**Task to carry out:**
Which lines of the records contain the word "with"? Copy out each of them.

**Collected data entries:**
================

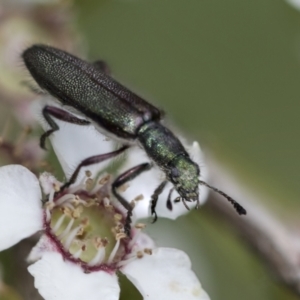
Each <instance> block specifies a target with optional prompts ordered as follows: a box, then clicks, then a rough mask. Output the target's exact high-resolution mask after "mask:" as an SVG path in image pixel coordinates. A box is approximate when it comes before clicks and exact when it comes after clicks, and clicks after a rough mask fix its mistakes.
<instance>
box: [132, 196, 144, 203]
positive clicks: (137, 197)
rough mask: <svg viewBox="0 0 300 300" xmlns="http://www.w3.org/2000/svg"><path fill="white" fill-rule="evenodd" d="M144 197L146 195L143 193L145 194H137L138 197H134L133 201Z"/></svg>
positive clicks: (135, 200) (141, 199)
mask: <svg viewBox="0 0 300 300" xmlns="http://www.w3.org/2000/svg"><path fill="white" fill-rule="evenodd" d="M143 199H144V195H143V194H140V195H138V196H136V197H135V198H134V199H133V201H135V202H137V201H141V200H143Z"/></svg>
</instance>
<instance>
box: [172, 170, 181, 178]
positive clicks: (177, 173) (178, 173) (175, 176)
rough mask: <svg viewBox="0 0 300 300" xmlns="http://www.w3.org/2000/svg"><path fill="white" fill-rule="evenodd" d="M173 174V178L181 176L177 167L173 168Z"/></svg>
mask: <svg viewBox="0 0 300 300" xmlns="http://www.w3.org/2000/svg"><path fill="white" fill-rule="evenodd" d="M171 176H172V178H174V177H179V171H178V169H177V168H173V169H172V170H171Z"/></svg>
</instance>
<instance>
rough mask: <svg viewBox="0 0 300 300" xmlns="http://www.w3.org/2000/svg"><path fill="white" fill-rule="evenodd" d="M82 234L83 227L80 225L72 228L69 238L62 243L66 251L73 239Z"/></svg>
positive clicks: (70, 245)
mask: <svg viewBox="0 0 300 300" xmlns="http://www.w3.org/2000/svg"><path fill="white" fill-rule="evenodd" d="M82 232H83V226H82V225H79V226H77V227H76V228H74V229H73V230H72V231H71V232H70V234H69V236H68V237H67V239H66V241H65V242H64V246H65V248H66V249H69V248H70V246H71V244H72V242H73V240H74V239H75V237H76V236H77V235H79V234H81V233H82Z"/></svg>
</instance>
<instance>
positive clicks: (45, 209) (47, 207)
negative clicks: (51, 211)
mask: <svg viewBox="0 0 300 300" xmlns="http://www.w3.org/2000/svg"><path fill="white" fill-rule="evenodd" d="M45 211H46V221H47V222H50V220H51V212H50V209H49V208H48V207H47V206H46V209H45Z"/></svg>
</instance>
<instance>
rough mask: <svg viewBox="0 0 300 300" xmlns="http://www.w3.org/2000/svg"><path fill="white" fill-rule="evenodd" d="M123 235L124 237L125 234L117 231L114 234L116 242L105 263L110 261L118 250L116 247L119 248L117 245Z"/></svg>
mask: <svg viewBox="0 0 300 300" xmlns="http://www.w3.org/2000/svg"><path fill="white" fill-rule="evenodd" d="M125 237H126V234H125V233H118V234H117V235H116V239H117V242H116V244H115V247H114V249H113V250H112V252H111V253H110V256H109V258H108V260H107V263H108V264H110V263H112V261H113V259H114V258H115V256H116V253H117V251H118V249H119V247H120V240H121V239H123V238H125Z"/></svg>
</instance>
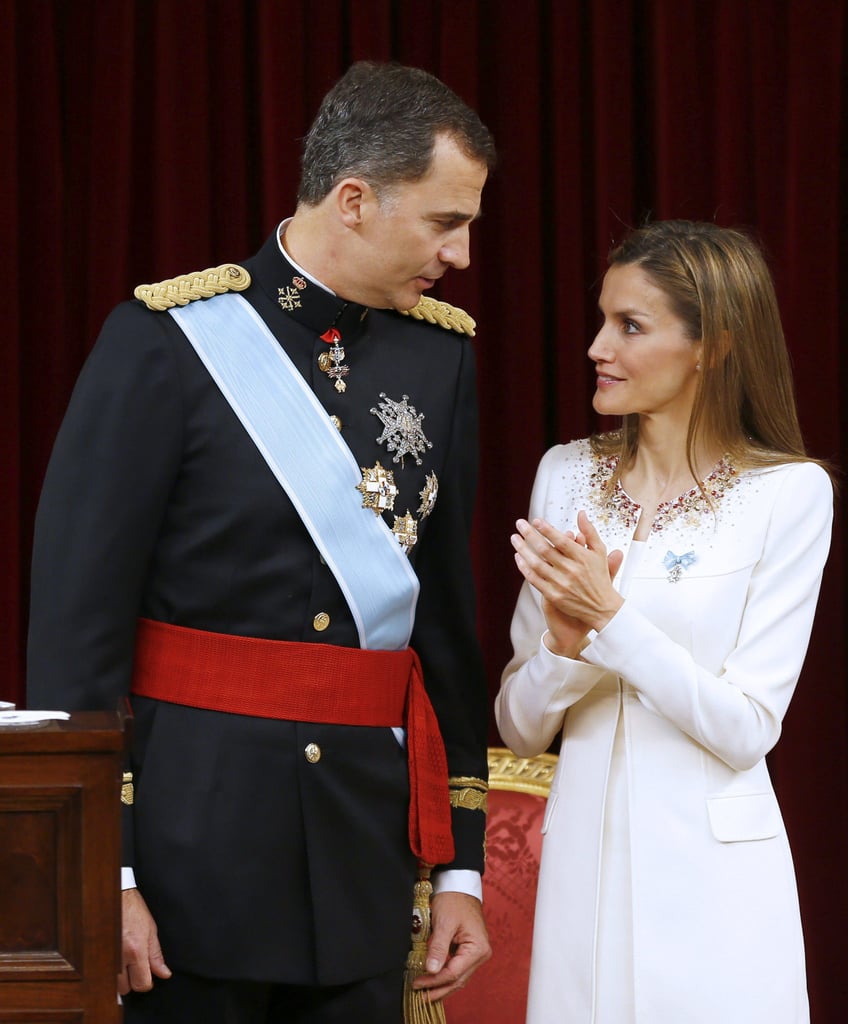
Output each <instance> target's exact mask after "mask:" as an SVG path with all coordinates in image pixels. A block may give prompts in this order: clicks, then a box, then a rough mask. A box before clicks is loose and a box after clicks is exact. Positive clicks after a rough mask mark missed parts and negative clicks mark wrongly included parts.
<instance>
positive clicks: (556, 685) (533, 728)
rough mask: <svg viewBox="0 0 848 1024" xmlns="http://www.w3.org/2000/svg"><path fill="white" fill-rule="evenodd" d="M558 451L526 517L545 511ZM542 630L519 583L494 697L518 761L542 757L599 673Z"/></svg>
mask: <svg viewBox="0 0 848 1024" xmlns="http://www.w3.org/2000/svg"><path fill="white" fill-rule="evenodd" d="M562 451H563V450H562V447H561V446H558V447H555V449H551V450H550V451H549V452H548V453H547V454H546V455H545V456H544V457H543V459H542V461H541V463H540V465H539V470H538V472H537V474H536V481H535V483H534V487H533V495H532V496H531V507H529V514H528V517H529V518H531V519H533V518H535V517H536V516H545V515H546V513H547V508H546V506H547V503H548V488H549V482H550V480H551V477H552V475H554V472H555V470H554V466H555V465H556V464H557V461H558V460H560V459H561V453H562ZM562 472H564V470H563V469H560V470H559V473H560V474H561V473H562ZM565 528H567V526H566V527H565ZM546 631H547V624H546V622H545V616H544V614H543V612H542V602H541V598H540V595H539V591H537V590H536V589H535V588H533V587H531V585H529V584H528V583H526V582H524V584H523V585H522V586H521V590H520V592H519V594H518V601H517V603H516V605H515V611H514V613H513V616H512V625H511V626H510V639H511V640H512V648H513V656H512V658H511V659H510V663H509V665H507V667H506V669H505V670H504V673H503V676H502V679H501V689H500V692H499V693H498V696H497V697H496V699H495V718H496V721H497V723H498V729H499V731H500V733H501V737H502V738H503V740H504V742H505V743H506V744H507V746H509V749H510V750H511V751H513V753H515V754H517V755H518V756H519V757H534V756H535V755H537V754H542V753H544V752H545V751H546V750H547V749H548V748H549V746H550V745H551V742H552V740H553V739H554V737H555V736H556V735H557V734H558V733H559V732H560V730H561V728H562V723H563V718H564V715H565V712H566V711H567V709H568V708H570V706H571V705H573V703H576V702H577V701H578V700H580V698H581V697H583V696H585V694H586V693H588V692H589V690H591V689H592V687H593V686H594V685H595V683H596V682H597V681H598V680H599V679H600V678H601V676H603V675H604V671H605V670H603V669H602V668H598V667H596V666H594V665H586V664H585V663H584V662H580V660H573V659H571V658H567V657H561V656H560V655H558V654H554V653H553V652H552V651H550V650H549V649H548V648H547V647H546V646H545V643H544V639H543V637H544V634H545V633H546Z"/></svg>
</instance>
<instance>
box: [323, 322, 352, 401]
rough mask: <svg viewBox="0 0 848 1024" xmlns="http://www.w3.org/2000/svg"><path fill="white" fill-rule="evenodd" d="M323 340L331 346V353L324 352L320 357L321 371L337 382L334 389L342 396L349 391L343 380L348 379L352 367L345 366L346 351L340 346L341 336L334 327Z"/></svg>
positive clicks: (333, 380)
mask: <svg viewBox="0 0 848 1024" xmlns="http://www.w3.org/2000/svg"><path fill="white" fill-rule="evenodd" d="M321 340H322V341H326V342H327V343H328V345H330V351H329V352H322V353H321V355H320V356H319V369H320V370H323V371H324V373H326V374H327V376H328V377H329V378H330V380H331V381H335V382H336V383H335V385H334V387H335V388H336V390H337V391H338V392H339V394H341V393H342V392H343V391H345V390H347V385H346V384H345V383H344V381H343V380H342V378H343V377H347V375H348V374H349V373H350V367H346V366H344V349H343V348H342V346H341V345H340V344H339V342H340V341H341V335H340V334H339V332H338V331H337V330H336V329H335V328H334V327H331V328H330V330H329V331H325V332H324V334H323V335H322V336H321Z"/></svg>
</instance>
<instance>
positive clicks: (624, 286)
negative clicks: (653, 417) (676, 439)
mask: <svg viewBox="0 0 848 1024" xmlns="http://www.w3.org/2000/svg"><path fill="white" fill-rule="evenodd" d="M598 305H599V308H600V312H601V316H602V317H603V323H602V324H601V327H600V330H599V331H598V333H597V335H596V336H595V340H594V341H593V342H592V345H591V346H590V348H589V358H590V359H592V361H593V362H594V364H595V370H596V372H597V389H596V391H595V396H594V399H593V401H592V404H593V407H594V409H595V411H596V412H598V413H600V414H601V415H603V416H626V415H629V414H632V413H636V414H639V415H640V416H642V417H663V418H670V419H669V422H670V423H675V424H678V425H680V426H682V427H683V428H685V427H686V426H687V425H688V422H689V414H690V413H691V409H692V402H693V401H694V395H695V390H696V385H697V373H698V369H699V367H698V359H699V358H701V347H702V346H701V342H699V341H692V340H691V339H689V338H687V337H686V335H685V329H684V326H683V322H682V321H681V319H680V318H679V317H678V316H676V315H675V314H674V313H673V312H672V311H671V309H670V308H669V304H668V301H667V299H666V294H665V292H663V291H661V290H660V289H659V288H658V287H656V286H655V285H654V284H652V282H651V281H650V279H649V278H648V276H647V275H646V274H645V273H644V272H643V271H642V270H641V269H640V268H639V266H638V265H636V264H627V263H624V264H616V265H613V266H611V267H610V268H609V269H608V270H607V271H606V275H605V278H604V279H603V288H602V290H601V296H600V300H599V303H598Z"/></svg>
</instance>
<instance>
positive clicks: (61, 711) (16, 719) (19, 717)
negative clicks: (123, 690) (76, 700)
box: [0, 711, 71, 728]
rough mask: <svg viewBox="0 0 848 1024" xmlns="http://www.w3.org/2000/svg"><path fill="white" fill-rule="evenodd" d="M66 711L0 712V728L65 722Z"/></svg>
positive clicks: (67, 714)
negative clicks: (12, 726)
mask: <svg viewBox="0 0 848 1024" xmlns="http://www.w3.org/2000/svg"><path fill="white" fill-rule="evenodd" d="M69 718H71V715H70V714H69V713H68V712H67V711H0V728H2V727H3V726H4V725H37V724H38V723H39V722H66V721H67V720H68V719H69Z"/></svg>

================

**Reply to the exercise:**
Each <instance> block specifies a target with optional prompts ordered as follows: a box, then clicks, then a rough mask. Output the target's exact high-resolution mask after "mask:" as an SVG path in image pixel coordinates. A box is approximate when it comes before clicks and exact when it comes after clicks, and clicks after a rough mask fix its mistakes.
Output each <instance> target's exact mask after "mask:" as an SVG path with all coordinates in image pixels. A block may give prompts in this order: clicks, then a box, then a rough mask. A box before clicks is loose and a box after clicks is exact. Positive clicks after a rough mask mark missed parts and negative clicks mark wrongly included parts.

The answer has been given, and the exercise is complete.